Rows from a dataset
##############################

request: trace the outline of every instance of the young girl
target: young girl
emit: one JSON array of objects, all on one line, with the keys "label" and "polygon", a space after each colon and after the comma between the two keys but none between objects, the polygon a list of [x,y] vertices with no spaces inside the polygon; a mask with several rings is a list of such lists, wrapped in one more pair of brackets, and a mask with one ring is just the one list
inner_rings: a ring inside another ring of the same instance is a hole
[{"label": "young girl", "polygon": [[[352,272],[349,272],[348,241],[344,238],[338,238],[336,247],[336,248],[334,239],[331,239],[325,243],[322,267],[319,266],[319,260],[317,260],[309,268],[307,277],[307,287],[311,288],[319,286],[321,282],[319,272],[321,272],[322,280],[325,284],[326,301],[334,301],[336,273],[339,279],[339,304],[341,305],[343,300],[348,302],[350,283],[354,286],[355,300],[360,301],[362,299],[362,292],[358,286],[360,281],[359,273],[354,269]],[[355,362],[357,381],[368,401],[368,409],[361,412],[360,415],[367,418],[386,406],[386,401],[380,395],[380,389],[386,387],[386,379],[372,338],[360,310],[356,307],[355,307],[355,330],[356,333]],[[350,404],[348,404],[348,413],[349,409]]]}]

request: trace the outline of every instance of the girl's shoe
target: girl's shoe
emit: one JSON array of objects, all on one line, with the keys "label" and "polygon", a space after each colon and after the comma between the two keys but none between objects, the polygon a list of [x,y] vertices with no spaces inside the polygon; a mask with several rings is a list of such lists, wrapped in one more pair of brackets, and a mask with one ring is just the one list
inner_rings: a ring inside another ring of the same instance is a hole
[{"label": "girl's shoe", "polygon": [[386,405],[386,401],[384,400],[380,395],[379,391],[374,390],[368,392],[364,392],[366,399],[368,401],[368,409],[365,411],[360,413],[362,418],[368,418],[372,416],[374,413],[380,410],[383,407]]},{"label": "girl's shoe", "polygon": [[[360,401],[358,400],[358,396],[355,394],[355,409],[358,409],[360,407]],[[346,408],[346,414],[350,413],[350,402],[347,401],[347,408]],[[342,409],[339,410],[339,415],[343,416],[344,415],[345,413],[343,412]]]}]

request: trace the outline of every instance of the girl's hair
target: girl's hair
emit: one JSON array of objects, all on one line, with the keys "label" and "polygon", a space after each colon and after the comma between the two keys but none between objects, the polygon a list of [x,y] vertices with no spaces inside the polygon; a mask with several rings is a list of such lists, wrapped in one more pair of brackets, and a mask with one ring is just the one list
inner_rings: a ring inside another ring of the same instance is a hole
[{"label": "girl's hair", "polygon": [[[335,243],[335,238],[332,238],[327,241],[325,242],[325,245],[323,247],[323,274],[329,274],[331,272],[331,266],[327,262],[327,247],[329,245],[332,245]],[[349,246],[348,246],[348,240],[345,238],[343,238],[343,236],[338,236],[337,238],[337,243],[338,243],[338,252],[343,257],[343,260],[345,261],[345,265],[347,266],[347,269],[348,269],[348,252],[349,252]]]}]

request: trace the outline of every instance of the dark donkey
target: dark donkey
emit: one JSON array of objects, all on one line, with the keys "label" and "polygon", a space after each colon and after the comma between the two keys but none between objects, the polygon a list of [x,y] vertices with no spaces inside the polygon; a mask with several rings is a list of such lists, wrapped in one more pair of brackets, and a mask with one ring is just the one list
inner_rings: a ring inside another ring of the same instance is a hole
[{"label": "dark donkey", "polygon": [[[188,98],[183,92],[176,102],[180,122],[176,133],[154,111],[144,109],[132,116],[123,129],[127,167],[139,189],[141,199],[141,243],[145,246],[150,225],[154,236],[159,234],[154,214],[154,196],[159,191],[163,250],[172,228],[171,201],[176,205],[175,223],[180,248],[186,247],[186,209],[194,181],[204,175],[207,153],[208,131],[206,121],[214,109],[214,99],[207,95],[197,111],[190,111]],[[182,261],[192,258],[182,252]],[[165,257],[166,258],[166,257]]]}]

##############################

Render every line of the items above as a Markdown table with the columns "Row" and "Line," numbering each row and leaving out blank lines.

| Row | Line |
|---|---|
| 1 | request: trace the outline of every instance of the young girl |
| 2 | target: young girl |
| 3 | emit: one JSON array of objects, all on one line, with the keys "label" and "polygon", a space after each colon and after the comma between the two keys but none between objects, the polygon a list of [x,y] vertices with no spaces inside the polygon; a mask with several rings is a list of such lists, wrapped in one more pair of brackets, and a mask with one ring is just the one list |
| 4 | inner_rings: a ring inside another ring of the same instance is a hole |
| 5 | [{"label": "young girl", "polygon": [[[352,272],[349,272],[348,241],[344,238],[338,238],[336,247],[336,248],[334,239],[331,239],[325,243],[322,267],[319,266],[319,260],[317,260],[309,268],[307,277],[307,287],[311,288],[319,286],[321,282],[319,272],[321,272],[322,280],[325,284],[326,301],[334,301],[336,273],[339,279],[339,304],[341,305],[343,300],[348,302],[350,283],[354,286],[355,300],[360,301],[362,299],[362,292],[358,286],[360,281],[359,273],[354,269]],[[355,362],[357,381],[368,401],[368,409],[361,412],[360,415],[367,418],[386,406],[386,401],[380,395],[380,389],[386,387],[386,379],[372,338],[360,310],[356,307],[355,307],[355,330],[356,333]],[[350,404],[348,404],[348,413],[349,409]]]}] |
| 6 | request: trace the outline of every instance of the girl's shoe |
| 7 | target: girl's shoe |
| 8 | emit: one JSON array of objects, all on one line, with the keys "label" and "polygon", a space after each colon and after the comma between the two keys but none between objects, the polygon a list of [x,y] vertices with no spaces inside the polygon; a mask with several rings is a list of such lists, wrapped in one more pair of brackets, and a mask with one ring is just the one list |
| 9 | inner_rings: a ring inside another ring of the same instance is a hole |
| 10 | [{"label": "girl's shoe", "polygon": [[386,405],[386,401],[384,400],[380,395],[379,391],[374,390],[368,392],[364,392],[366,399],[368,401],[368,409],[365,411],[360,413],[362,418],[368,418],[372,416],[374,413],[380,410],[383,407]]},{"label": "girl's shoe", "polygon": [[[360,401],[358,400],[358,396],[355,394],[355,409],[358,409],[360,407]],[[346,408],[346,414],[350,413],[350,402],[347,401],[347,408]],[[342,409],[339,410],[339,415],[343,416],[344,415],[345,413],[343,412]]]}] |
| 11 | request: trace the outline of every instance of the girl's hair |
| 12 | target: girl's hair |
| 13 | emit: one JSON array of objects, all on one line, with the keys "label" and "polygon", a space after each colon and after the comma between the two keys but none between objects, the polygon a list of [x,y] vertices with no spaces inside the polygon; a mask with several rings is a list of such lists, wrapped in one more pair of brackets, and a mask with one ring is just the one list |
| 14 | inner_rings: a ring inside another ring of the same instance is a hole |
| 15 | [{"label": "girl's hair", "polygon": [[[335,243],[335,238],[332,238],[327,241],[325,242],[325,245],[323,247],[323,274],[329,274],[331,272],[331,266],[327,262],[327,247],[329,245],[332,245]],[[349,246],[348,246],[348,240],[345,238],[343,238],[343,236],[338,236],[337,238],[337,243],[338,243],[338,252],[343,257],[343,260],[345,261],[345,265],[347,266],[347,269],[348,269],[348,252],[349,252]]]}] |
| 16 | request: trace the outline of every instance of the dark donkey |
| 17 | target: dark donkey |
| 18 | emit: one JSON array of objects, all on one line, with the keys "label" and "polygon", a space after each colon and after the comma between the two keys but none between objects, the polygon a list of [x,y] vertices with no spaces inside the polygon; a mask with several rings is a list of such lists, wrapped in one more pair of brackets, and a mask with one ring is just the one list |
| 19 | inner_rings: a ring inside another ring of the same instance is a hole |
| 20 | [{"label": "dark donkey", "polygon": [[[188,98],[183,92],[176,102],[180,122],[176,133],[154,111],[144,109],[132,116],[123,129],[127,167],[139,189],[141,199],[141,243],[145,246],[150,225],[154,236],[159,234],[154,214],[154,196],[159,191],[163,250],[172,228],[171,201],[176,205],[175,223],[180,248],[186,247],[186,209],[194,181],[204,175],[207,153],[208,131],[206,121],[214,109],[214,99],[207,95],[197,111],[190,111]],[[182,261],[192,258],[182,252]],[[165,257],[166,258],[166,257]]]}] |